**Exercise goal**: Report each line of the material below that contains the word "window", copying every such line in full.

**Records supplied**:
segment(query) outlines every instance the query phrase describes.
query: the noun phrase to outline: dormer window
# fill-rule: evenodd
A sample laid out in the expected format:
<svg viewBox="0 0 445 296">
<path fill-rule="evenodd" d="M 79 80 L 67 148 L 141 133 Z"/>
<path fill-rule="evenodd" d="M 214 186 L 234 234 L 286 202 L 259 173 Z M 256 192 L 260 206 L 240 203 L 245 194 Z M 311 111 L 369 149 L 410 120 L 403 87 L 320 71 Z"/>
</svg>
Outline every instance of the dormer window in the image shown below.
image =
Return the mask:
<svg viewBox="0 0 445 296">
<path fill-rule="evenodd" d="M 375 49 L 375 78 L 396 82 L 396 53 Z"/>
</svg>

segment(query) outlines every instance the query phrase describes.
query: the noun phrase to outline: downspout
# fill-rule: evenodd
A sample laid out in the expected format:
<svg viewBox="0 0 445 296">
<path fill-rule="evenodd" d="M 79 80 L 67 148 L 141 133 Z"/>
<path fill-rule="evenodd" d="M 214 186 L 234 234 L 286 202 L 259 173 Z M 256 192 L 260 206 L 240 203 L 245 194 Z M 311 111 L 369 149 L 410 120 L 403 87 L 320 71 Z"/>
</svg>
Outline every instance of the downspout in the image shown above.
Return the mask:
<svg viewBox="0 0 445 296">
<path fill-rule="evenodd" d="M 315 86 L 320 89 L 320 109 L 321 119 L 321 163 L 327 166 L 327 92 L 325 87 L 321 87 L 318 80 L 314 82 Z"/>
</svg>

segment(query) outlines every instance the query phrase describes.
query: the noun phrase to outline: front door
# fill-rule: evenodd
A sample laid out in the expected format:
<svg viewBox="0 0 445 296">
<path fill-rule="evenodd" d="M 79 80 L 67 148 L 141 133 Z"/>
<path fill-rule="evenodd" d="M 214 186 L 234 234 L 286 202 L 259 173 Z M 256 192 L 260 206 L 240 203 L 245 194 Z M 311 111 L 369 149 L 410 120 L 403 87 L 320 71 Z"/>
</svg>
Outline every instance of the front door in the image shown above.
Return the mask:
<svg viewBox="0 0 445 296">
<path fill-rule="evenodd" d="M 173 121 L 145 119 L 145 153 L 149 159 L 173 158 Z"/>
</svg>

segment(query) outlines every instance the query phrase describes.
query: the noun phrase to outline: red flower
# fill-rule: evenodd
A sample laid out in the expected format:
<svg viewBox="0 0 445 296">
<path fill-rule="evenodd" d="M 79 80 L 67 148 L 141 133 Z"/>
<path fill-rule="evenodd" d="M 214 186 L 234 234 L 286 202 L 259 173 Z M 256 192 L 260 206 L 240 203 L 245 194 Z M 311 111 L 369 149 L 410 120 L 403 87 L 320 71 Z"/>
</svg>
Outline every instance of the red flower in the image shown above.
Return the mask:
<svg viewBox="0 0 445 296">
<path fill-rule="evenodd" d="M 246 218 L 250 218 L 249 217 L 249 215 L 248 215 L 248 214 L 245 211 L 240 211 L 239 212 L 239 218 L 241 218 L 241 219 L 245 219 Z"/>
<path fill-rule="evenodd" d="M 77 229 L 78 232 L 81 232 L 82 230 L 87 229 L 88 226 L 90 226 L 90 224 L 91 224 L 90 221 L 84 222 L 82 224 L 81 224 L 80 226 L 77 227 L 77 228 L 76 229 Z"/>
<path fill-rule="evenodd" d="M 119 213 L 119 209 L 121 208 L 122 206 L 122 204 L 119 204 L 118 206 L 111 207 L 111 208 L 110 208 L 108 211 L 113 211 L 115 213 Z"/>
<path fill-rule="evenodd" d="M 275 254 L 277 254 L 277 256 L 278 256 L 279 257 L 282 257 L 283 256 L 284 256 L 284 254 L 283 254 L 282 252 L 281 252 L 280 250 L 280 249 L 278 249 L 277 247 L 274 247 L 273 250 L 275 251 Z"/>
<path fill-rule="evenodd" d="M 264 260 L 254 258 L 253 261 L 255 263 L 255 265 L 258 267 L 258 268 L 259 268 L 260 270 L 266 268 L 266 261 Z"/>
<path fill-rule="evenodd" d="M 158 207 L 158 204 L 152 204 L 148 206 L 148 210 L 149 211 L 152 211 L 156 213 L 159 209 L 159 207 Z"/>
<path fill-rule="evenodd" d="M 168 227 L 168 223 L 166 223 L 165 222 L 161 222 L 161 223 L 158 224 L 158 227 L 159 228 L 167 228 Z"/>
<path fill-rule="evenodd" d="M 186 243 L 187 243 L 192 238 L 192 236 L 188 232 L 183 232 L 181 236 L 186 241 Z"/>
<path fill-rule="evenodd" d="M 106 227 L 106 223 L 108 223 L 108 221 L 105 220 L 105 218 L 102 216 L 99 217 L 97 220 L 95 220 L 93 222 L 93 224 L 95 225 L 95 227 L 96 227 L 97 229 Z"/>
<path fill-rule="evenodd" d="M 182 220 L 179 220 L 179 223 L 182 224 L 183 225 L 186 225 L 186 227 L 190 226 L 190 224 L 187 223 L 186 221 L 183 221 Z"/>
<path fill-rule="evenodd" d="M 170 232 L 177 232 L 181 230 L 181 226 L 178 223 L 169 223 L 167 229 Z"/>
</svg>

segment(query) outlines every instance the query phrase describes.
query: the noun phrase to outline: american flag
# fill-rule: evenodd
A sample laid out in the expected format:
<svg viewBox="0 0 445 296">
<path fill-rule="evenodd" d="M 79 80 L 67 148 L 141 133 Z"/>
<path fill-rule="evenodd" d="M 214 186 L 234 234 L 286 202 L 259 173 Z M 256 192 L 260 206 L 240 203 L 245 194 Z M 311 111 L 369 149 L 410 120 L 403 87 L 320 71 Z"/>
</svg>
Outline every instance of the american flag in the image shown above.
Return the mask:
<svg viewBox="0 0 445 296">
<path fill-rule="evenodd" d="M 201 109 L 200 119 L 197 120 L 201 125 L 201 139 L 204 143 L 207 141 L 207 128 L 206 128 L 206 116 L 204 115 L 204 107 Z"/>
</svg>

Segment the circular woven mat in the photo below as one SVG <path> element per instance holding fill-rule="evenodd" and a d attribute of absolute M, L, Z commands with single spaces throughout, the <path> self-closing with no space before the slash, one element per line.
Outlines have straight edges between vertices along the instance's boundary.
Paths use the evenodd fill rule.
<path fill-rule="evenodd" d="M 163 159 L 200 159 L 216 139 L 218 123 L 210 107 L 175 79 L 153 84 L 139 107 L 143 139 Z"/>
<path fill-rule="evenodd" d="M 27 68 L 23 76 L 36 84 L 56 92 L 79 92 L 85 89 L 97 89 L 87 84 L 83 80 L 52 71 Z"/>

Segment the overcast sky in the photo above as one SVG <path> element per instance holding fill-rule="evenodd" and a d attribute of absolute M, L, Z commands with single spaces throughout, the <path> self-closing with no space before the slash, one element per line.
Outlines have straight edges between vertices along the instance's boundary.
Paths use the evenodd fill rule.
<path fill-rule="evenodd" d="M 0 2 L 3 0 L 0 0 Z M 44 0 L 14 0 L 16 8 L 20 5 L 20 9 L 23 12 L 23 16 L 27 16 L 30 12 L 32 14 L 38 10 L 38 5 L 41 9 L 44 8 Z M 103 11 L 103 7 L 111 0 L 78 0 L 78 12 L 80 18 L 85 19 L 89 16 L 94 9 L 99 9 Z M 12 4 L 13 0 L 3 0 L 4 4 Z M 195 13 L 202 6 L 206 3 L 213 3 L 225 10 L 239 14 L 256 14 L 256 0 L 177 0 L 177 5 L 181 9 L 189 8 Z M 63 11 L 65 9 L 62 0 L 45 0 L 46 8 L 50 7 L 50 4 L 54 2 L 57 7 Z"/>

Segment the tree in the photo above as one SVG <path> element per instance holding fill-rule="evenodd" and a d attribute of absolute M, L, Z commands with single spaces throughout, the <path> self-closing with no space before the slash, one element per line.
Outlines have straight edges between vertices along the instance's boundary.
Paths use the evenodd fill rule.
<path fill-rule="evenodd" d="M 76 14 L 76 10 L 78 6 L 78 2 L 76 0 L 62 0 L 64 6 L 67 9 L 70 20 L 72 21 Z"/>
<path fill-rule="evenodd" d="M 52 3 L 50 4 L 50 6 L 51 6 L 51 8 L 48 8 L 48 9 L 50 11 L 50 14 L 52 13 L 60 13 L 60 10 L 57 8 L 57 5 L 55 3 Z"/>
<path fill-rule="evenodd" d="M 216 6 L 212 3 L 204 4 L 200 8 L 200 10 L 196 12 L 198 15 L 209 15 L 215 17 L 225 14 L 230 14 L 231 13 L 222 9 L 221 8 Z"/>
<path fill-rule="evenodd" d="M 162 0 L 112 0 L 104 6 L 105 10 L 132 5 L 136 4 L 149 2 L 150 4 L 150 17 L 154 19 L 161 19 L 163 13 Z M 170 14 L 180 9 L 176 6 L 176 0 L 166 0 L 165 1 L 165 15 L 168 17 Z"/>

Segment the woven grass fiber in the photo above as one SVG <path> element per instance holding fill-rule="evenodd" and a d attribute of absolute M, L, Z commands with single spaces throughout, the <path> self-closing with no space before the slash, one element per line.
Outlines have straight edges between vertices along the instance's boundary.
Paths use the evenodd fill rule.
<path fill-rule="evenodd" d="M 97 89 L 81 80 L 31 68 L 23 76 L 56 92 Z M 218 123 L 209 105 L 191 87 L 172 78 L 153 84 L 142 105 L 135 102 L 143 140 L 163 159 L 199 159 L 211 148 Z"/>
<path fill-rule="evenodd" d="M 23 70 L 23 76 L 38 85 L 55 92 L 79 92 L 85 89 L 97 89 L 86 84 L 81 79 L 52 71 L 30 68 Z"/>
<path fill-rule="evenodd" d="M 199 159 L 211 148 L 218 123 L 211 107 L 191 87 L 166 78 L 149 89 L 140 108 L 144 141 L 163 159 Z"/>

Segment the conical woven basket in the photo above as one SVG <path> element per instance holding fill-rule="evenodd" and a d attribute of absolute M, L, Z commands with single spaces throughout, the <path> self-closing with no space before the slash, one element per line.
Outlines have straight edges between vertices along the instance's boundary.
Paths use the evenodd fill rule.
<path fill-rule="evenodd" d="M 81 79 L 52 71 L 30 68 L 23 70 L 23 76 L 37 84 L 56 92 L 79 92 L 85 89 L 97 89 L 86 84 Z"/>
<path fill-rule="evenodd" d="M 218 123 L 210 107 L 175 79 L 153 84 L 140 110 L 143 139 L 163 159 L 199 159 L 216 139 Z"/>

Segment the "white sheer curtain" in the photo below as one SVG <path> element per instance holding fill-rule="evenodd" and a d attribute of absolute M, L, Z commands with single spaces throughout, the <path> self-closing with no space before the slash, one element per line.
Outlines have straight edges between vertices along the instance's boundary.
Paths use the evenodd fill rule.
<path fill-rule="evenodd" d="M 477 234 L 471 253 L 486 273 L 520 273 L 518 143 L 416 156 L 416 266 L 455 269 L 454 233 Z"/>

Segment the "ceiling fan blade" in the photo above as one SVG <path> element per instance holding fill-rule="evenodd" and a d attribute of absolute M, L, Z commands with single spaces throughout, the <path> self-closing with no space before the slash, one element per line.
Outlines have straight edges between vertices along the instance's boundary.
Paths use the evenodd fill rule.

**Complete response**:
query: the noun phrase to outline: dormer window
Outline every instance of the dormer window in the image shown below.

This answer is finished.